## [EXERCISE AIM]
Go through the data and copy every line in which "grass" appears.

Point localization data
==================================================

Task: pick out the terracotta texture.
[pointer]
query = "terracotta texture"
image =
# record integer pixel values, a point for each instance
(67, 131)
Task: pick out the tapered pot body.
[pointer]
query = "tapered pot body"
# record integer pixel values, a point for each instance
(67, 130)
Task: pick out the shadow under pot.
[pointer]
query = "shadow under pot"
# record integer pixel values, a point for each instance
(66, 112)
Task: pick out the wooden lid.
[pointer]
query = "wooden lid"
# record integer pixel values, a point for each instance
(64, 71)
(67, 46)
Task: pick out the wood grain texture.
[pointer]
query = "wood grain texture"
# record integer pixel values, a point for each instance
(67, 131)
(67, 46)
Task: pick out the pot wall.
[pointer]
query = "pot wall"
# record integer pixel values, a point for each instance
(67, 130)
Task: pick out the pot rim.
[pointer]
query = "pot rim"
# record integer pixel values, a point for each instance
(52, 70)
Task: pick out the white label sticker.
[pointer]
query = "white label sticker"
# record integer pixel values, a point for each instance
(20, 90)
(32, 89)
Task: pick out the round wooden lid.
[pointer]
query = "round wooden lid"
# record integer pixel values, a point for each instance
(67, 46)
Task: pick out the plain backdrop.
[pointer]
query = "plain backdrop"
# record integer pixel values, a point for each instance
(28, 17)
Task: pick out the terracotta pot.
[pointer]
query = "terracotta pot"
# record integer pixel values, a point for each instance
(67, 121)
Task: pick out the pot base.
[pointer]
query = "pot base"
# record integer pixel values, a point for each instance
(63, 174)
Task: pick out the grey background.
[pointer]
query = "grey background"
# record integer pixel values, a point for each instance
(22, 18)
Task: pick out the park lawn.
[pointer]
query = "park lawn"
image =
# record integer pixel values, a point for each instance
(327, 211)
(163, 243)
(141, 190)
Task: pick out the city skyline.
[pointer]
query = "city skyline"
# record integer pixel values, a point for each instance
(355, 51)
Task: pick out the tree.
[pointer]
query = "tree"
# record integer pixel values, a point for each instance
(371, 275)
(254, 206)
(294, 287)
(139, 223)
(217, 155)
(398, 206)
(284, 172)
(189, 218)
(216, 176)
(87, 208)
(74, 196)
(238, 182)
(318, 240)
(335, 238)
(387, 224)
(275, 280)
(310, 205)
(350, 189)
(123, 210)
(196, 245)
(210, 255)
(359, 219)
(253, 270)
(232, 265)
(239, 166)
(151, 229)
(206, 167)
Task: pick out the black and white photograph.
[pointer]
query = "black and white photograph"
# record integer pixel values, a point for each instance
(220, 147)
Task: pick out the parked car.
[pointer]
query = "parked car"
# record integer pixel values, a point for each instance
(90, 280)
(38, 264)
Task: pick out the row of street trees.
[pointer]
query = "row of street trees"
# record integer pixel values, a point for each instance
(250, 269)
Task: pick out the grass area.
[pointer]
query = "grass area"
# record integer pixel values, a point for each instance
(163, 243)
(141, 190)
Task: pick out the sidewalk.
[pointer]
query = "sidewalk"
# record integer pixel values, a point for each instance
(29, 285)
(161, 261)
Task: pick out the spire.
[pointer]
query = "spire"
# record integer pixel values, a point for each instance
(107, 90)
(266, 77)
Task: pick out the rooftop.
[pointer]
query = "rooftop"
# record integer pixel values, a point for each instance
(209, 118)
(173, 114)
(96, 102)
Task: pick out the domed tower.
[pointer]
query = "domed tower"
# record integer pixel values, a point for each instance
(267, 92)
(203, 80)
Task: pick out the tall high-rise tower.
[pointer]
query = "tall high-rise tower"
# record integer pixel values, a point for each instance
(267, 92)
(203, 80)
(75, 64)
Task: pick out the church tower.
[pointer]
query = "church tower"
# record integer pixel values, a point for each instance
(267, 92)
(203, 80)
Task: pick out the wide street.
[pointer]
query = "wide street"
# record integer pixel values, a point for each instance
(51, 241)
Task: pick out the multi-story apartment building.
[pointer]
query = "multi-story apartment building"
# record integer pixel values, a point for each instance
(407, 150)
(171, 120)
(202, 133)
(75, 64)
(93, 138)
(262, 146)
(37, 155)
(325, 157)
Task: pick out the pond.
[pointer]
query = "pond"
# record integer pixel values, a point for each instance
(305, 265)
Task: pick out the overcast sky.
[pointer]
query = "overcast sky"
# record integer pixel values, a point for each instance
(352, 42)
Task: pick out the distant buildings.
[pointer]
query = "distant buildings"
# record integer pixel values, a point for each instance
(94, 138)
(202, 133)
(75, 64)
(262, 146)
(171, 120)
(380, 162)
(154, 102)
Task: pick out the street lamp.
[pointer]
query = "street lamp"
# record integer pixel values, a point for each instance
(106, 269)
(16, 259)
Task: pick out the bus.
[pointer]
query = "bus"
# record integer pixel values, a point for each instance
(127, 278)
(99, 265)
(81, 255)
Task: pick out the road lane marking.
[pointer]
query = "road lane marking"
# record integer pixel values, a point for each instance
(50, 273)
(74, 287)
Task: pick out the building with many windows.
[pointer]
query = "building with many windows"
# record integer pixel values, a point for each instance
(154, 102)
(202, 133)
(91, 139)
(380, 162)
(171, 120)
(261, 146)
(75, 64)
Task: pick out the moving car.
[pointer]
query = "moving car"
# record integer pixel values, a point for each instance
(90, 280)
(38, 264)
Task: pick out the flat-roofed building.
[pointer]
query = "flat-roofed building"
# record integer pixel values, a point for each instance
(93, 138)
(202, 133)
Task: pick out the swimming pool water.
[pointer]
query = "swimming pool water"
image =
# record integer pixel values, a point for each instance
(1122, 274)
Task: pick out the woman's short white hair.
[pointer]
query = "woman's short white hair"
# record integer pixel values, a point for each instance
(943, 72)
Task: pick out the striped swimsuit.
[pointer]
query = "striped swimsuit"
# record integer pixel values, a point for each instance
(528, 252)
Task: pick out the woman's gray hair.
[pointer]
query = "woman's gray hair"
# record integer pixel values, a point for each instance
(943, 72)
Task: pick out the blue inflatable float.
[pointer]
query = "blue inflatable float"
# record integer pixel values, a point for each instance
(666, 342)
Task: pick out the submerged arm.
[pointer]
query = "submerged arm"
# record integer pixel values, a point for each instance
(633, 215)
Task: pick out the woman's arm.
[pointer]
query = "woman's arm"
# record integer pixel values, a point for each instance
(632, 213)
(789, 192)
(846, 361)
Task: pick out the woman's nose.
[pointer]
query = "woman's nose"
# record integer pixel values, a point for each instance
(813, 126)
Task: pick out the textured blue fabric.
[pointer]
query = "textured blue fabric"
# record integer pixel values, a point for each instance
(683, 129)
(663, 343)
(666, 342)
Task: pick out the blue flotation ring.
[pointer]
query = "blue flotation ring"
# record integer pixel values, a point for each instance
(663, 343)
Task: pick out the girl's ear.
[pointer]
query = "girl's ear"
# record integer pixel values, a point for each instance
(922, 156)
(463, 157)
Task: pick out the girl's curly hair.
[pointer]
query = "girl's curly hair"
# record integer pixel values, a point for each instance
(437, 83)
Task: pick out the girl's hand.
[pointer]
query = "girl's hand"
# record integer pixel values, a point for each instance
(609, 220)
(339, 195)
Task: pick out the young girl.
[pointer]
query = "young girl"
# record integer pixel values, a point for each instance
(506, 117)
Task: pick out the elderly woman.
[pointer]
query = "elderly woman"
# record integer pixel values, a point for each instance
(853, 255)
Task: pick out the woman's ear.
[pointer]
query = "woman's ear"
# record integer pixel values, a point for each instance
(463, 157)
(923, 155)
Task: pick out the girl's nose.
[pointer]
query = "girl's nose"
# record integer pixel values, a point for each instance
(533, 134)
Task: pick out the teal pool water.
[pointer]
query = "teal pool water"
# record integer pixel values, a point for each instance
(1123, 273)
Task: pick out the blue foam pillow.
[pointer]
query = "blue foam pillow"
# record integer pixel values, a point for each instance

==================================================

## [SOLVED EXERCISE]
Task: pick out the grass area.
query = "grass area"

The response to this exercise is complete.